(Stored dataset items)
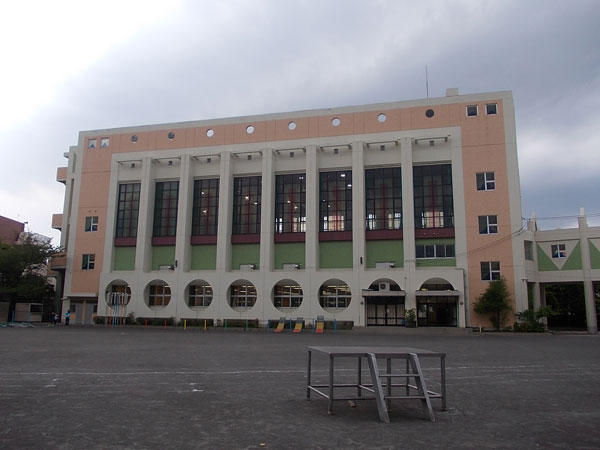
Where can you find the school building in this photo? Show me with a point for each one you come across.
(356, 214)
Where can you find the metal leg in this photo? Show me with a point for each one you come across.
(330, 405)
(389, 383)
(378, 390)
(421, 385)
(443, 381)
(308, 376)
(358, 389)
(406, 378)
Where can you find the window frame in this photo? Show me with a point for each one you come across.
(165, 208)
(489, 272)
(559, 251)
(335, 184)
(528, 249)
(468, 112)
(339, 298)
(382, 186)
(201, 299)
(290, 203)
(247, 198)
(242, 296)
(488, 224)
(88, 261)
(91, 224)
(164, 295)
(290, 293)
(128, 209)
(433, 202)
(435, 250)
(205, 207)
(486, 183)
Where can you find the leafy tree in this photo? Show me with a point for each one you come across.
(495, 301)
(22, 271)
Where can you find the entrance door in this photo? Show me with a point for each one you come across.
(385, 311)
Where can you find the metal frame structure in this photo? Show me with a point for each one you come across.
(383, 399)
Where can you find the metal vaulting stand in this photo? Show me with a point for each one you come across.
(383, 393)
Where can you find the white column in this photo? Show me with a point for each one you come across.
(588, 287)
(408, 222)
(184, 216)
(311, 292)
(223, 263)
(143, 251)
(358, 206)
(312, 209)
(267, 211)
(358, 228)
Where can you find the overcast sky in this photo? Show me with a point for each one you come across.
(78, 65)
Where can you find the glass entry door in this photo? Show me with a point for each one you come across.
(385, 311)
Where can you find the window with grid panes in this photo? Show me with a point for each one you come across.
(490, 270)
(486, 181)
(335, 205)
(205, 209)
(287, 296)
(246, 205)
(127, 210)
(243, 296)
(290, 203)
(165, 208)
(435, 251)
(433, 199)
(334, 296)
(383, 198)
(159, 295)
(488, 224)
(200, 295)
(88, 261)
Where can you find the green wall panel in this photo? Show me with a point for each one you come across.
(124, 258)
(163, 255)
(545, 264)
(594, 256)
(335, 255)
(203, 257)
(289, 253)
(385, 251)
(574, 261)
(441, 262)
(244, 254)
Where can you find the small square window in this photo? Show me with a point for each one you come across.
(91, 223)
(486, 181)
(88, 261)
(559, 251)
(488, 224)
(529, 250)
(490, 270)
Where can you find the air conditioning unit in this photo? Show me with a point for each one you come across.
(384, 286)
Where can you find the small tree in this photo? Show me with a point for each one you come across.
(22, 274)
(495, 301)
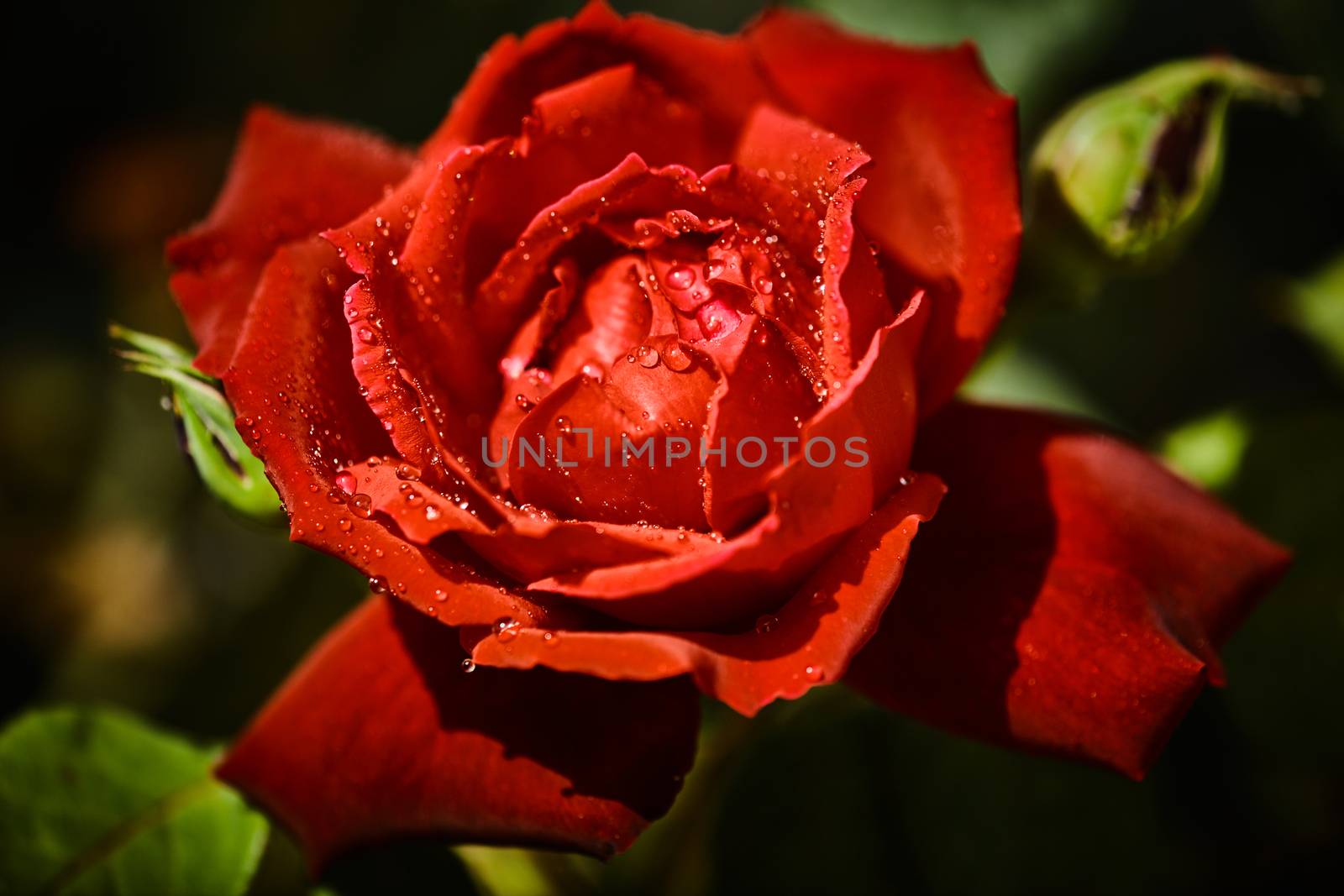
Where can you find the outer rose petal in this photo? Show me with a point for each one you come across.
(299, 405)
(289, 179)
(711, 71)
(810, 641)
(942, 186)
(381, 734)
(1070, 595)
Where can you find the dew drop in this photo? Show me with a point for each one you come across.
(766, 624)
(676, 356)
(647, 356)
(507, 629)
(680, 277)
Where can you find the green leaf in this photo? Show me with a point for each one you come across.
(1209, 450)
(1316, 307)
(93, 801)
(226, 465)
(1126, 175)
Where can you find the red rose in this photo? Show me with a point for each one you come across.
(629, 228)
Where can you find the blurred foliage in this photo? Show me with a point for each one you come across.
(96, 802)
(125, 582)
(1124, 177)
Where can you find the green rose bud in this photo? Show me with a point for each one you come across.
(228, 468)
(1124, 176)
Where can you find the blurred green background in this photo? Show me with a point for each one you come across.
(125, 584)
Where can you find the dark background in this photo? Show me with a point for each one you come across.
(125, 584)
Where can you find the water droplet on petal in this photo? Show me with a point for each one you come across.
(676, 356)
(647, 356)
(680, 277)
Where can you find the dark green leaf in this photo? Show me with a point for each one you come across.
(226, 465)
(93, 801)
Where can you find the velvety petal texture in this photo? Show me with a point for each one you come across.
(942, 196)
(381, 732)
(757, 265)
(1070, 595)
(289, 179)
(781, 654)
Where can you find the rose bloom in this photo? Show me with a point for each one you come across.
(629, 228)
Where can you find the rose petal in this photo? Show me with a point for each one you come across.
(289, 179)
(659, 410)
(381, 734)
(709, 71)
(806, 642)
(299, 406)
(1070, 595)
(523, 544)
(761, 398)
(813, 503)
(942, 195)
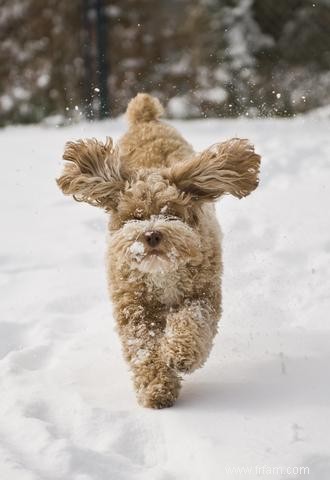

▶ Brief
Copy the entries above exactly from the line with "Where can you find the water" down to their last line, both ends included. Do not copy any pictures.

▶ Result of the task
Where can you find the water droplet on petal in this photo? Show me with a point for each one you come across.
(676, 356)
(647, 356)
(680, 277)
Where can you find the dark green leaf in this photo? Show me with a point for each one you come across.
(226, 465)
(93, 801)
Where can you find the velvety petal texture in this photo? Show me with a point for each one you come across.
(942, 196)
(381, 732)
(757, 265)
(1070, 595)
(289, 179)
(781, 654)
Where can you find the rose bloom in this photo? Show me with a point for each one you come across.
(629, 228)
Where can you find the rose petal in this photo? Show me with a point for each one you come across.
(289, 179)
(659, 410)
(381, 734)
(709, 71)
(806, 642)
(299, 406)
(1070, 595)
(523, 544)
(761, 398)
(813, 503)
(942, 195)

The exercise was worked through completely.